- [Referring expression data]:
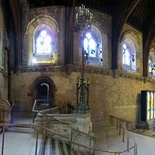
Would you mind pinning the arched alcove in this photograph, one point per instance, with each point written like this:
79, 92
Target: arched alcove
43, 89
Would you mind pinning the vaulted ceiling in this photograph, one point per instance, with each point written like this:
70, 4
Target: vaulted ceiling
139, 13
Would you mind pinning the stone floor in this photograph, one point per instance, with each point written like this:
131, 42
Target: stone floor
17, 143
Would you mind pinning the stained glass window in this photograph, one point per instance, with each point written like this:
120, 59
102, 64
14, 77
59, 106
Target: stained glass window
128, 57
43, 42
43, 47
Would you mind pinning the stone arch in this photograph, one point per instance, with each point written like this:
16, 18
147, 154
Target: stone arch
39, 85
37, 23
131, 36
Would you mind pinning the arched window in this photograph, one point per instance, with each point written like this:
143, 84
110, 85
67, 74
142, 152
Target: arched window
129, 56
43, 42
92, 49
43, 46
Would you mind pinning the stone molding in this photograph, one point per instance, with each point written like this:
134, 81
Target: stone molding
76, 68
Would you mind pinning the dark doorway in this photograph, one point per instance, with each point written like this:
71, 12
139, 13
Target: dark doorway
44, 90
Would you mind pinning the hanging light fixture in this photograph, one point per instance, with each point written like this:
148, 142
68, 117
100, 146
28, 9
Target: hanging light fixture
83, 19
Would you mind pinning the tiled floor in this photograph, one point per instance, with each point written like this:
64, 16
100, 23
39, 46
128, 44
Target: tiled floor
17, 143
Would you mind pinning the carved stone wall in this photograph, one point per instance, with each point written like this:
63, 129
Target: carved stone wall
3, 58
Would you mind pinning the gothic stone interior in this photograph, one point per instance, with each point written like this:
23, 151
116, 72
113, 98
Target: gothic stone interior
116, 60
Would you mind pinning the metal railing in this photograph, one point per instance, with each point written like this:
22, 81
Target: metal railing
6, 113
79, 146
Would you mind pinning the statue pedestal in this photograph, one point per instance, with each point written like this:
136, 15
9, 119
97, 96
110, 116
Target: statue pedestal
83, 123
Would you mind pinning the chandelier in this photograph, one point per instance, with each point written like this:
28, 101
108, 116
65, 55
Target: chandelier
83, 19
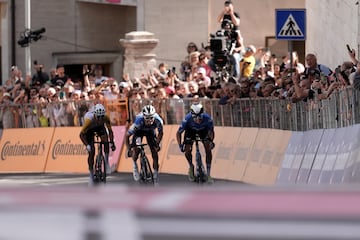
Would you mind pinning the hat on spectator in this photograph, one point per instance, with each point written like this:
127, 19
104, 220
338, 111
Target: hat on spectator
202, 71
123, 85
77, 92
169, 90
252, 48
51, 91
6, 94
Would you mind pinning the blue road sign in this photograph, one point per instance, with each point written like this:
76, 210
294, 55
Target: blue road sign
291, 24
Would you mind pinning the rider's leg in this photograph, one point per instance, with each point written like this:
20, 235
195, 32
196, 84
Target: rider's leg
208, 153
91, 163
135, 155
104, 138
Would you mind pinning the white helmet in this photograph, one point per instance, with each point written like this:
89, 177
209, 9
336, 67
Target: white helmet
196, 109
99, 110
148, 113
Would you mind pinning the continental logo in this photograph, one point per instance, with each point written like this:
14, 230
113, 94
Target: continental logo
10, 149
67, 149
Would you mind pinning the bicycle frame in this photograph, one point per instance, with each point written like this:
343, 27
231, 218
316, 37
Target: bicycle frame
200, 174
146, 174
100, 168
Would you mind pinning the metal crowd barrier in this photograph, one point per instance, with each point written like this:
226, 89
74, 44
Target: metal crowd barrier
341, 109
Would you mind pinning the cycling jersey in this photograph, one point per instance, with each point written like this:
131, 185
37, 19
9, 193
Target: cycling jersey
139, 125
188, 123
92, 126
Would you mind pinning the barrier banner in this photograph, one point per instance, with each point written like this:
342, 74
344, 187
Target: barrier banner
68, 154
331, 155
343, 153
294, 153
353, 163
243, 146
312, 141
320, 156
225, 149
25, 149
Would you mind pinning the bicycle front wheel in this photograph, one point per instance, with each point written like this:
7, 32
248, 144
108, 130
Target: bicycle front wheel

- [Problem]:
None of the pictures belongs in the answer, but all the entries must be repeated exactly.

- [The completed task]:
Would you mind pinning the arched alcove in this photograph, one point per instance, with each point written like this:
79, 92
Target: arched alcove
43, 89
Would you mind pinning the vaulted ceiling in this photograph, one point per instance, with each point written like this:
70, 4
Target: vaulted ceiling
139, 13
Would you mind pinning the stone floor in this photograph, one point per instance, with each point written like this:
131, 42
Target: stone floor
17, 143
Would you mind pinning the stained glass window in this photograph, one point per instance, with each point written like this:
120, 59
102, 64
14, 77
59, 106
Target: stained glass window
128, 57
43, 42
43, 47
Would you mind pinning the stone arch in this photograph, one point per instance, with each point written like this:
16, 18
147, 154
Target: stone arch
39, 85
37, 23
131, 36
Would you mind pinning the arched window in this photograph, one point per instance, with each point written like this:
143, 84
110, 85
67, 74
142, 152
Target: arched window
129, 56
43, 42
92, 49
43, 46
Would you mind pinning the stone molding in this photograph, one point per instance, with each point written like this:
134, 81
Target: stone molding
76, 68
Would you mind pinning the dark doorway in this photograph, one point per instance, with each point written like this:
71, 12
139, 13
Target: dark doorway
44, 90
Would you mind pinning the hanging light fixture in this photograph, one point per instance, with each point written like this:
148, 142
68, 117
100, 146
28, 9
Target: hanging light fixture
83, 19
Would you mind pinning the tiled floor in this photograph, one point per instance, with each point written like this:
64, 16
100, 23
39, 46
128, 44
Target: tiled floor
17, 143
Would you mind pinning the carved stone wall in this photograph, one point per instance, with each point written like this:
63, 129
Target: carved stone wall
3, 58
Would you mind pinning the gothic stone interior in this photograph, one point per instance, with each point written like this:
23, 151
116, 72
113, 98
Target: gothic stone interior
116, 60
Would you mind pinning the metal railing in this photograph, one point per instance, with each point written like this:
22, 81
Target: metal railing
6, 113
79, 146
Would you mind pinning the statue pedestal in this photograph, one point per instance, with each point written like this:
136, 15
9, 119
97, 96
110, 116
Target: statue pedestal
83, 123
Would you mind pinning the chandelier in this photograph, one point per instance, with each point written like this:
28, 101
108, 116
65, 55
Target: chandelier
83, 19
Would you mind pinning the hat on spectator in this photograph, one point per instance, with each point written like this:
127, 19
104, 220
338, 111
Target: hat on spectator
202, 71
123, 85
77, 92
169, 90
252, 48
51, 91
6, 94
Would you mind pinning the blue road sign in this photograph, one point per instance, with each point written like this:
76, 210
294, 55
Target: blue road sign
291, 24
Would you mind pinning the rider's leg in this photograph, one point per instance, with each point written like this:
20, 235
195, 32
196, 84
Target: rider's leg
208, 153
91, 163
135, 155
104, 138
Would you mind pinning the white helmet in this photograph, one point per instance, with each point written like this:
89, 177
209, 9
336, 67
Target: white helmet
196, 109
99, 110
148, 113
Would you mind pinning the continental logo in this photograph, one point per instance, with each point written like this:
14, 230
113, 94
Target: continental logo
10, 149
67, 149
Would you mind pinning the bicycle frame in this photograph, one point per instance, with each point written like this:
343, 27
231, 218
316, 37
Target: bicycle frame
200, 174
146, 174
100, 168
Would you mind pinning the metal crowd barrier in this photograph, one point per instance, with each point written like this:
226, 89
74, 44
Target: metal crowd barrier
341, 109
Would you mind pinning the cycling jersey in this photograph, one point per instance, with each point written like this:
131, 185
37, 19
9, 193
Target: cycling jersey
139, 125
188, 123
92, 126
Would you mind pinning the barrier banner in this photograph, one point per instance, with each point written like this:
342, 74
344, 187
Target: barrier banner
68, 154
331, 155
343, 153
294, 153
353, 163
243, 146
312, 141
320, 156
225, 149
25, 149
Would you mind pinning the bicycle front wheel in this photograph, one point per instance, with each point written like this:
7, 32
248, 144
108, 130
Target: bicycle front wheel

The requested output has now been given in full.